## What the task requires
For each line below that holds the string "billboard", add one to a tally; report that tally alone.

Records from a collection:
_ _ _ _
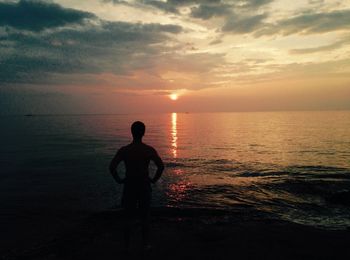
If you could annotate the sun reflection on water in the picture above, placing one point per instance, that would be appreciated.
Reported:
(174, 134)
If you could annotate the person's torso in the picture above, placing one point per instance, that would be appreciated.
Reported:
(137, 157)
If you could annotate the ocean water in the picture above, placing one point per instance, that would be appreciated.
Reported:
(293, 166)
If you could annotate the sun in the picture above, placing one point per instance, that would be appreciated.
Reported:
(173, 97)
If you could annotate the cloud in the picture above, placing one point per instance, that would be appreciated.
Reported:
(243, 24)
(255, 3)
(309, 23)
(38, 15)
(207, 11)
(330, 47)
(93, 48)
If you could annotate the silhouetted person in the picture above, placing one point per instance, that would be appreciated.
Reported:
(137, 182)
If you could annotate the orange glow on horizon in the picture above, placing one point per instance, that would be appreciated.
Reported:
(174, 134)
(174, 97)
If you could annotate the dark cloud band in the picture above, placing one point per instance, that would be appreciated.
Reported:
(37, 15)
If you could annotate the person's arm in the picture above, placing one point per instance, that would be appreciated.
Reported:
(160, 167)
(113, 167)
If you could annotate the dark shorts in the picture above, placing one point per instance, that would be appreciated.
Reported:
(136, 197)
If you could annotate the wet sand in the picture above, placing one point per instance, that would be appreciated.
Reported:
(186, 234)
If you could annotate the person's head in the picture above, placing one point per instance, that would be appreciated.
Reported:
(138, 129)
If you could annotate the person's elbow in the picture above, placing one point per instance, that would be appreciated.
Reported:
(161, 167)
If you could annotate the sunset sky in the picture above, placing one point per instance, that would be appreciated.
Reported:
(105, 56)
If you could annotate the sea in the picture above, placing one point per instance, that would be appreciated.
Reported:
(292, 166)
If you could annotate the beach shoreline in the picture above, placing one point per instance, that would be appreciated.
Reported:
(189, 233)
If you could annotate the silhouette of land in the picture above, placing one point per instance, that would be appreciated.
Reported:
(189, 233)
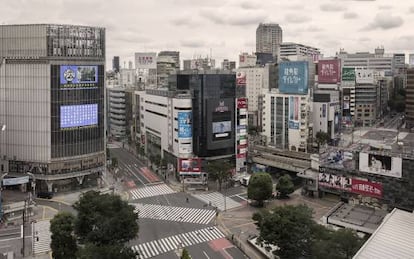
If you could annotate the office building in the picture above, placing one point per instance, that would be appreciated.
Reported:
(292, 51)
(115, 64)
(52, 101)
(269, 38)
(409, 99)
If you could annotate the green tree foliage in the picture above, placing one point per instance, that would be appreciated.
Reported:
(63, 240)
(289, 227)
(260, 187)
(105, 219)
(114, 251)
(285, 186)
(220, 171)
(292, 229)
(185, 254)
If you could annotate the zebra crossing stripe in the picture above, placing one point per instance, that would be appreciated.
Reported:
(171, 243)
(179, 214)
(150, 191)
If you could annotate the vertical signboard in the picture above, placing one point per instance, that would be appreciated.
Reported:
(364, 76)
(329, 71)
(145, 60)
(293, 112)
(293, 77)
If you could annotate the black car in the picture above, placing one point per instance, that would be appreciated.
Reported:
(45, 195)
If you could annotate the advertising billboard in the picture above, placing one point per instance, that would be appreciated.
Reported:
(367, 188)
(293, 77)
(241, 79)
(348, 74)
(364, 76)
(335, 181)
(380, 164)
(293, 112)
(329, 71)
(184, 125)
(189, 165)
(72, 116)
(78, 77)
(145, 60)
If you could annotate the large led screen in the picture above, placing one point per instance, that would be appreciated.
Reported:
(78, 115)
(78, 76)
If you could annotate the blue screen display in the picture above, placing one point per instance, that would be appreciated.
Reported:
(73, 75)
(293, 77)
(184, 125)
(78, 115)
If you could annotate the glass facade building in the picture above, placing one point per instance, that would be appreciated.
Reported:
(52, 101)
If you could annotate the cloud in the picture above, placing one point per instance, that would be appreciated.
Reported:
(384, 21)
(192, 43)
(236, 18)
(295, 18)
(332, 7)
(350, 15)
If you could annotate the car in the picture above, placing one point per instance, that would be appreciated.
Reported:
(45, 195)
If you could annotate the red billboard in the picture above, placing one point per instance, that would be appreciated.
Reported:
(241, 103)
(189, 165)
(366, 188)
(329, 71)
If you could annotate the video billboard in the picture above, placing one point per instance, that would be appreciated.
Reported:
(335, 181)
(348, 74)
(241, 79)
(189, 165)
(145, 60)
(293, 77)
(184, 125)
(364, 76)
(78, 76)
(72, 116)
(329, 71)
(293, 112)
(367, 188)
(380, 164)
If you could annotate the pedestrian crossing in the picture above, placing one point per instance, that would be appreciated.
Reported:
(150, 191)
(164, 245)
(217, 200)
(42, 237)
(179, 214)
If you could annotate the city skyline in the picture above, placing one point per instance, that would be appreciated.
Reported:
(227, 28)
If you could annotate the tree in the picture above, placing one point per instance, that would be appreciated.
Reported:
(322, 138)
(260, 187)
(220, 171)
(285, 186)
(289, 227)
(185, 254)
(63, 240)
(104, 219)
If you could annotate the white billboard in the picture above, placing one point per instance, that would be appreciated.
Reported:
(145, 60)
(364, 76)
(380, 164)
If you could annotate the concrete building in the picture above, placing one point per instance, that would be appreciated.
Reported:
(409, 99)
(52, 101)
(269, 36)
(291, 51)
(115, 64)
(247, 60)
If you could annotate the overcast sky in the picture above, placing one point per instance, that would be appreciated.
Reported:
(227, 27)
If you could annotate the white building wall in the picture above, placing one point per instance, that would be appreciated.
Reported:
(25, 110)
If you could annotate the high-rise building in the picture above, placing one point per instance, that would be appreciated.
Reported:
_ _ _ _
## Your response
4